--- Records to use ---
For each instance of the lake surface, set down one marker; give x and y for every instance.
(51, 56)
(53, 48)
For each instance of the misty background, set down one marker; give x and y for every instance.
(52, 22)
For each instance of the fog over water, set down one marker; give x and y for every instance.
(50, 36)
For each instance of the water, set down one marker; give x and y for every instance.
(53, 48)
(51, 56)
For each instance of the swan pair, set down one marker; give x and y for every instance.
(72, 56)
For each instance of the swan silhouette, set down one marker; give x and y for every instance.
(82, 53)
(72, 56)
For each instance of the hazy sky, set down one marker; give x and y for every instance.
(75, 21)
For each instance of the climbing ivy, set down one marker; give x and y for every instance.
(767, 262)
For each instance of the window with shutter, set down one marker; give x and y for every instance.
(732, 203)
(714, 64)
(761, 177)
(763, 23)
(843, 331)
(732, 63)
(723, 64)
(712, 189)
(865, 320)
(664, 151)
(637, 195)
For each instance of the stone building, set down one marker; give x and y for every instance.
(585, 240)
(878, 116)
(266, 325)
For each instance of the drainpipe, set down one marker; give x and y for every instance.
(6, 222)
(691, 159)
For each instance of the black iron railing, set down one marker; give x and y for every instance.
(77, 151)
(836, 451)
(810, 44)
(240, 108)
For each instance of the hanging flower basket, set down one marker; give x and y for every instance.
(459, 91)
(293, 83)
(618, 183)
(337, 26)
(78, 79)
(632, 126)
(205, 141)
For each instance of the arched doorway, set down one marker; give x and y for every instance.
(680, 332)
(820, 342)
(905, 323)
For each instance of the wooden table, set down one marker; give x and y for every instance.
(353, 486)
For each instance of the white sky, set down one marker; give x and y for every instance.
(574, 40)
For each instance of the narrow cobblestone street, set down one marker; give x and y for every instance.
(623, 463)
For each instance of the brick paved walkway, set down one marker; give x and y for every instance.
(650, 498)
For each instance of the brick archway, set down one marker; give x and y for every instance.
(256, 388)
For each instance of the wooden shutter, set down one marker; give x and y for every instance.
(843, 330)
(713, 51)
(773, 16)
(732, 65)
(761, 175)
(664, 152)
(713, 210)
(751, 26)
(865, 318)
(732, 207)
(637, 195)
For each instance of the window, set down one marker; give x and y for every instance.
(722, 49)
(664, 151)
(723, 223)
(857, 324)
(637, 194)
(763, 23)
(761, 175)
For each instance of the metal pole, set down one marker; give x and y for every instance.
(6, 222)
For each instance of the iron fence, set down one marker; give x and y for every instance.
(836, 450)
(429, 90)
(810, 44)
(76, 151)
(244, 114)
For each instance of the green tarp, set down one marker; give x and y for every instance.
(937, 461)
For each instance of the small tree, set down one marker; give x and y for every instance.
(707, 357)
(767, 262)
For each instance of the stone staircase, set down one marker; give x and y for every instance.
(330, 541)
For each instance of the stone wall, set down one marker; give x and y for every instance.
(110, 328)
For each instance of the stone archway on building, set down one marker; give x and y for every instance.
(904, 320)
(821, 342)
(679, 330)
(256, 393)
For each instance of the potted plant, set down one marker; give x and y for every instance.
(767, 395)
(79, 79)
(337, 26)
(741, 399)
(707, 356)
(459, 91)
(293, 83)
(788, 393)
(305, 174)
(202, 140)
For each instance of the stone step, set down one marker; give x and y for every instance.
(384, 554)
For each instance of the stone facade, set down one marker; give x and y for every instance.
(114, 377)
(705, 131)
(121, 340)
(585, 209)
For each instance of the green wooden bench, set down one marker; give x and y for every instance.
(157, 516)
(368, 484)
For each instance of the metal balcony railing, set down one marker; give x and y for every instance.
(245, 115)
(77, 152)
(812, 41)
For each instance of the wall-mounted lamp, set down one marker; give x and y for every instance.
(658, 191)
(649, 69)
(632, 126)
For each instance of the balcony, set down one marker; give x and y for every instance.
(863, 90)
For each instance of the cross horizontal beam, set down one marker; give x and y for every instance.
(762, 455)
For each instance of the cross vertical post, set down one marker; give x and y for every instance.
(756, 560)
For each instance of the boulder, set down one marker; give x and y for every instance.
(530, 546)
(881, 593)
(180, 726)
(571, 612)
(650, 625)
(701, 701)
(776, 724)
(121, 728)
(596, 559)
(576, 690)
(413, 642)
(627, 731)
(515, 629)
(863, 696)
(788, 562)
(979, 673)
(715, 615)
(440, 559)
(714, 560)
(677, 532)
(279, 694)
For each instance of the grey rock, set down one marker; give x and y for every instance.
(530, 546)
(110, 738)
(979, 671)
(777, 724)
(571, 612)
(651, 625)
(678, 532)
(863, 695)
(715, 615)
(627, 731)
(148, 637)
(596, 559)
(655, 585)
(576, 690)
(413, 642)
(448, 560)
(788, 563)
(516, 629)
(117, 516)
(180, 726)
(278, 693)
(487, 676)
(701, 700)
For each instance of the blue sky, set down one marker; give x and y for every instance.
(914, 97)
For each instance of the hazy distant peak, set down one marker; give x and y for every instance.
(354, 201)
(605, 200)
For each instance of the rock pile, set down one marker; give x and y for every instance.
---
Please express the lines above as a numbered list, leaving out any blank lines. Include only the lines from the one that contains "For each instance of the stone archway" through the last line of the entries.

» The output:
1. For each instance of the stone archway on building, set down one marker; give x and y for every instance.
2. (904, 320)
3. (821, 342)
4. (679, 330)
5. (256, 393)
6. For each instance of the potted plant, set down one marker; give x and y for every instance.
7. (767, 395)
8. (79, 79)
9. (337, 26)
10. (741, 399)
11. (707, 356)
12. (459, 91)
13. (293, 83)
14. (788, 393)
15. (305, 174)
16. (202, 140)
17. For each instance of the stone step, set down one marker; give x and y for every instance.
18. (384, 554)
19. For each instance of the stone facade, set down one marker; give x and y for every instance.
20. (114, 377)
21. (705, 131)
22. (121, 340)
23. (585, 209)
24. For each instance of the green wooden bench, set down one marker; give x and y for every instance.
25. (157, 516)
26. (368, 484)
27. For each instance of the metal balcony railing, set down one marker; give x and y for every instance.
28. (245, 115)
29. (77, 152)
30. (812, 41)
31. For each instance of the wall-mounted lamp, set down one marker; give x and y for every instance.
32. (658, 191)
33. (649, 69)
34. (632, 126)
35. For each instance of the balcony, set down one marker; give x and y for every instance.
36. (863, 90)
37. For each instance of the cross horizontal beam, set down one marker; give x and y for every instance.
38. (762, 455)
39. For each instance of the cross vertical post, set down one marker; give x and y for every instance.
40. (756, 560)
41. For each instance of the boulder, set down one marker; give x and y for every instance.
42. (530, 546)
43. (881, 593)
44. (180, 726)
45. (571, 612)
46. (650, 625)
47. (701, 701)
48. (776, 724)
49. (121, 728)
50. (596, 559)
51. (576, 690)
52. (413, 642)
53. (627, 731)
54. (515, 629)
55. (863, 696)
56. (788, 562)
57. (979, 673)
58. (715, 615)
59. (440, 559)
60. (714, 560)
61. (677, 532)
62. (279, 694)
63. For each instance of the grey rock, set down one marker; give x and y for every instance.
64. (530, 546)
65. (110, 738)
66. (979, 671)
67. (777, 724)
68. (571, 612)
69. (651, 625)
70. (678, 532)
71. (863, 695)
72. (715, 615)
73. (627, 731)
74. (148, 637)
75. (596, 559)
76. (655, 585)
77. (576, 690)
78. (413, 642)
79. (448, 560)
80. (788, 563)
81. (516, 629)
82. (117, 516)
83. (180, 726)
84. (278, 693)
85. (487, 676)
86. (701, 700)
87. For each instance of the blue sky, set down one marker; give x and y for every instance.
88. (914, 97)
89. For each instance of the hazy distant peak, set down one marker; give x and y for every instance.
90. (354, 201)
91. (605, 200)
92. For each instance of the rock pile, set down one marker; give x and y for every instance.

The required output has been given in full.